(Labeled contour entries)
────────────────────────────────────────
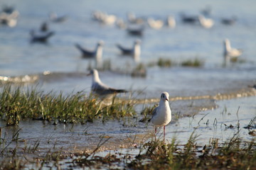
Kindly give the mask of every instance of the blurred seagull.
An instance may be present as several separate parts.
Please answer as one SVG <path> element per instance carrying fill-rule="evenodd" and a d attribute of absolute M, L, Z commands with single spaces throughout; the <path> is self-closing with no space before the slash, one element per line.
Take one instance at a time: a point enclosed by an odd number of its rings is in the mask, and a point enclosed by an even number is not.
<path fill-rule="evenodd" d="M 147 23 L 151 28 L 159 30 L 163 27 L 164 23 L 161 20 L 154 20 L 152 18 L 149 18 L 147 19 Z"/>
<path fill-rule="evenodd" d="M 167 26 L 170 28 L 175 28 L 176 26 L 176 21 L 174 16 L 169 16 L 167 17 Z"/>
<path fill-rule="evenodd" d="M 222 18 L 221 23 L 225 25 L 233 25 L 237 19 L 235 16 L 233 16 L 231 18 Z"/>
<path fill-rule="evenodd" d="M 55 13 L 50 13 L 49 14 L 50 20 L 55 23 L 62 23 L 68 19 L 67 16 L 58 16 Z"/>
<path fill-rule="evenodd" d="M 31 42 L 46 42 L 48 39 L 54 35 L 54 32 L 50 31 L 47 23 L 44 22 L 38 30 L 31 30 L 30 35 Z"/>
<path fill-rule="evenodd" d="M 224 57 L 230 57 L 230 58 L 238 57 L 242 55 L 242 52 L 241 50 L 232 48 L 228 39 L 224 40 Z"/>
<path fill-rule="evenodd" d="M 199 20 L 200 24 L 206 28 L 210 28 L 214 24 L 213 20 L 212 20 L 210 18 L 206 18 L 202 15 L 198 16 L 198 20 Z"/>
<path fill-rule="evenodd" d="M 141 40 L 136 40 L 132 48 L 127 48 L 119 44 L 117 44 L 117 47 L 121 50 L 123 55 L 132 55 L 134 60 L 139 58 L 141 53 L 140 47 Z"/>
<path fill-rule="evenodd" d="M 19 15 L 18 11 L 11 11 L 11 13 L 2 12 L 0 13 L 0 25 L 14 27 L 17 24 L 17 18 Z"/>
<path fill-rule="evenodd" d="M 87 74 L 92 75 L 92 92 L 98 95 L 108 95 L 114 94 L 117 93 L 127 93 L 128 92 L 124 89 L 116 89 L 110 88 L 103 84 L 99 77 L 99 74 L 97 69 L 92 69 Z"/>
<path fill-rule="evenodd" d="M 81 52 L 82 55 L 85 58 L 95 57 L 97 60 L 101 60 L 102 57 L 104 41 L 100 40 L 97 43 L 95 50 L 90 50 L 81 47 L 79 44 L 75 44 L 75 46 Z"/>
<path fill-rule="evenodd" d="M 206 6 L 204 8 L 203 8 L 201 11 L 201 13 L 204 15 L 204 16 L 210 16 L 210 13 L 211 13 L 211 11 L 212 11 L 212 8 L 210 6 Z"/>
<path fill-rule="evenodd" d="M 187 16 L 183 13 L 181 14 L 181 21 L 184 23 L 195 23 L 198 21 L 198 17 L 195 16 Z"/>
<path fill-rule="evenodd" d="M 144 28 L 143 25 L 129 25 L 128 26 L 127 30 L 129 34 L 132 35 L 141 36 L 143 35 Z"/>
<path fill-rule="evenodd" d="M 112 25 L 117 21 L 117 16 L 99 11 L 94 11 L 92 15 L 92 19 L 107 25 Z"/>
<path fill-rule="evenodd" d="M 30 32 L 30 35 L 31 36 L 31 42 L 46 42 L 48 39 L 54 35 L 53 31 L 48 31 L 48 32 L 36 32 L 34 30 L 32 30 Z"/>
<path fill-rule="evenodd" d="M 132 12 L 127 13 L 127 19 L 128 19 L 128 21 L 131 23 L 143 24 L 144 23 L 144 18 L 137 18 L 135 16 L 135 14 Z"/>
<path fill-rule="evenodd" d="M 155 133 L 156 133 L 157 126 L 164 126 L 164 137 L 165 137 L 165 126 L 171 120 L 171 110 L 169 103 L 169 94 L 167 92 L 163 92 L 161 94 L 159 105 L 153 110 L 152 118 L 149 120 L 151 121 L 156 126 Z"/>

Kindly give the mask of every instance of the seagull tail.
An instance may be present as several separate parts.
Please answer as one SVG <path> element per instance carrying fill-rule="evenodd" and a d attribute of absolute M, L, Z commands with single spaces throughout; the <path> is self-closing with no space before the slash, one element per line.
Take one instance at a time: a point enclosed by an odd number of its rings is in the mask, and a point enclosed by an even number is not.
<path fill-rule="evenodd" d="M 110 89 L 110 90 L 115 92 L 115 93 L 128 93 L 129 91 L 124 89 Z"/>

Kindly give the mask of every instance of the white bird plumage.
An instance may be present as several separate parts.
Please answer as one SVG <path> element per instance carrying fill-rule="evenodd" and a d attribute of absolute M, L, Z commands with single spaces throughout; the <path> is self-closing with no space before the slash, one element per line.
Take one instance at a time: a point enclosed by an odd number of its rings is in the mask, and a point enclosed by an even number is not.
<path fill-rule="evenodd" d="M 236 48 L 232 48 L 230 41 L 228 39 L 224 40 L 224 57 L 238 57 L 242 55 L 242 50 Z"/>
<path fill-rule="evenodd" d="M 214 24 L 214 21 L 213 19 L 206 18 L 202 15 L 199 15 L 198 20 L 201 25 L 206 28 L 210 28 Z"/>
<path fill-rule="evenodd" d="M 163 92 L 161 94 L 159 105 L 154 109 L 151 119 L 152 123 L 156 126 L 155 132 L 156 132 L 157 126 L 164 126 L 164 135 L 165 135 L 165 126 L 171 120 L 171 110 L 169 103 L 169 94 L 167 92 Z"/>
<path fill-rule="evenodd" d="M 116 89 L 110 88 L 106 84 L 103 84 L 99 76 L 99 73 L 97 69 L 92 69 L 88 75 L 92 75 L 92 92 L 98 95 L 108 95 L 117 93 L 128 92 L 123 89 Z"/>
────────────────────────────────────────
**Problem statement**. Print every line of the items above word for word, omitting the pictures.

**Response below**.
Kindly give the mask of every instance of the blurred seagull.
An instance may be present as several separate parts.
Please answer as one SVG <path> element per instance carrying fill-rule="evenodd" and a d attribute of absolute M, L, Z commands with single spaces throughout; the <path> is self-closing with no space before the slash, one element per line.
Take one instance at a time: a point enclosed by an odd number of its rings is in the mask, and a point enclosed by an even number is not.
<path fill-rule="evenodd" d="M 147 23 L 151 28 L 159 30 L 163 27 L 164 23 L 161 20 L 154 20 L 152 18 L 149 18 L 147 19 Z"/>
<path fill-rule="evenodd" d="M 167 26 L 170 28 L 175 28 L 176 26 L 176 21 L 174 16 L 169 16 L 167 17 Z"/>
<path fill-rule="evenodd" d="M 222 18 L 221 23 L 225 25 L 233 25 L 237 19 L 235 16 L 233 16 L 231 18 Z"/>
<path fill-rule="evenodd" d="M 55 13 L 50 13 L 49 14 L 50 20 L 55 23 L 62 23 L 68 19 L 67 16 L 58 16 Z"/>
<path fill-rule="evenodd" d="M 31 42 L 46 42 L 48 39 L 54 35 L 54 32 L 50 31 L 47 23 L 44 22 L 38 30 L 31 30 L 30 35 Z"/>
<path fill-rule="evenodd" d="M 224 57 L 230 57 L 230 58 L 238 57 L 242 55 L 242 52 L 241 50 L 232 48 L 228 39 L 224 40 Z"/>
<path fill-rule="evenodd" d="M 199 20 L 200 24 L 206 28 L 210 28 L 214 24 L 213 20 L 212 20 L 210 18 L 206 18 L 202 15 L 198 16 L 198 20 Z"/>
<path fill-rule="evenodd" d="M 141 40 L 136 40 L 132 48 L 127 48 L 119 44 L 117 44 L 117 47 L 121 50 L 123 55 L 132 55 L 134 60 L 139 58 L 141 53 L 140 47 Z"/>
<path fill-rule="evenodd" d="M 19 15 L 18 11 L 11 11 L 11 13 L 2 12 L 0 13 L 0 25 L 14 27 L 17 24 L 17 18 Z"/>
<path fill-rule="evenodd" d="M 87 74 L 92 75 L 92 92 L 98 95 L 108 95 L 114 94 L 117 93 L 127 93 L 128 92 L 124 89 L 116 89 L 110 88 L 103 84 L 99 77 L 99 74 L 97 69 L 92 69 Z"/>
<path fill-rule="evenodd" d="M 81 52 L 82 55 L 85 58 L 95 57 L 97 60 L 101 60 L 102 57 L 104 41 L 100 40 L 97 43 L 95 50 L 90 50 L 81 47 L 79 44 L 75 44 L 75 46 Z"/>
<path fill-rule="evenodd" d="M 206 6 L 204 8 L 203 8 L 201 11 L 201 13 L 204 15 L 204 16 L 210 16 L 210 13 L 211 13 L 211 11 L 212 11 L 212 8 L 210 6 Z"/>
<path fill-rule="evenodd" d="M 187 16 L 183 13 L 181 14 L 181 21 L 184 23 L 195 23 L 198 21 L 198 17 L 195 16 Z"/>
<path fill-rule="evenodd" d="M 144 28 L 143 25 L 129 25 L 128 26 L 127 30 L 129 34 L 132 35 L 141 36 L 143 35 Z"/>
<path fill-rule="evenodd" d="M 112 25 L 117 21 L 117 16 L 99 11 L 94 11 L 92 15 L 92 19 L 107 25 Z"/>
<path fill-rule="evenodd" d="M 30 32 L 30 35 L 31 36 L 31 42 L 46 42 L 48 39 L 54 35 L 53 31 L 48 31 L 48 32 L 36 32 L 34 30 L 32 30 Z"/>
<path fill-rule="evenodd" d="M 132 12 L 127 13 L 127 19 L 128 19 L 128 21 L 131 23 L 143 24 L 144 23 L 144 18 L 137 18 L 135 16 L 135 14 Z"/>
<path fill-rule="evenodd" d="M 155 133 L 156 133 L 157 126 L 164 126 L 164 137 L 165 137 L 165 126 L 171 120 L 171 110 L 169 103 L 169 94 L 167 92 L 163 92 L 161 94 L 159 105 L 153 110 L 152 118 L 149 120 L 151 121 L 156 126 Z"/>

Kindly give the mask of every instance of the seagull tail.
An instance may be present as several separate parts.
Please answer as one SVG <path> element per instance carrying fill-rule="evenodd" and a d attribute of absolute M, L, Z commands with single spaces throughout; the <path> is self-closing with no space before the slash, one element per line.
Take one instance at a time: a point enclosed by an odd number of its rings is in the mask, and a point enclosed by an even number is not.
<path fill-rule="evenodd" d="M 110 89 L 110 90 L 115 92 L 115 93 L 128 93 L 129 91 L 124 89 Z"/>

Kindly give the mask of every instance of the white bird plumage.
An instance may be present as several separate parts.
Please answer as one SVG <path> element per instance carrying fill-rule="evenodd" and a d attribute of absolute M, L, Z commands with single spaces throughout; the <path> is self-closing with no space before the slash, one element per line.
Take one instance at a time: a point enclosed by an odd number of its rings is in the mask, and a point enclosed by an even number is not.
<path fill-rule="evenodd" d="M 236 48 L 232 48 L 230 41 L 228 39 L 224 40 L 224 57 L 238 57 L 242 55 L 242 50 Z"/>
<path fill-rule="evenodd" d="M 214 24 L 214 21 L 213 19 L 206 18 L 202 15 L 199 15 L 198 20 L 201 25 L 206 28 L 210 28 Z"/>
<path fill-rule="evenodd" d="M 163 92 L 161 94 L 159 105 L 154 109 L 151 119 L 152 123 L 156 126 L 155 132 L 156 132 L 157 126 L 164 126 L 164 135 L 165 135 L 165 126 L 171 120 L 171 110 L 169 103 L 169 94 L 167 92 Z"/>
<path fill-rule="evenodd" d="M 116 89 L 110 88 L 106 84 L 103 84 L 99 76 L 99 73 L 97 69 L 92 69 L 88 75 L 92 75 L 92 92 L 98 95 L 108 95 L 117 93 L 128 92 L 123 89 Z"/>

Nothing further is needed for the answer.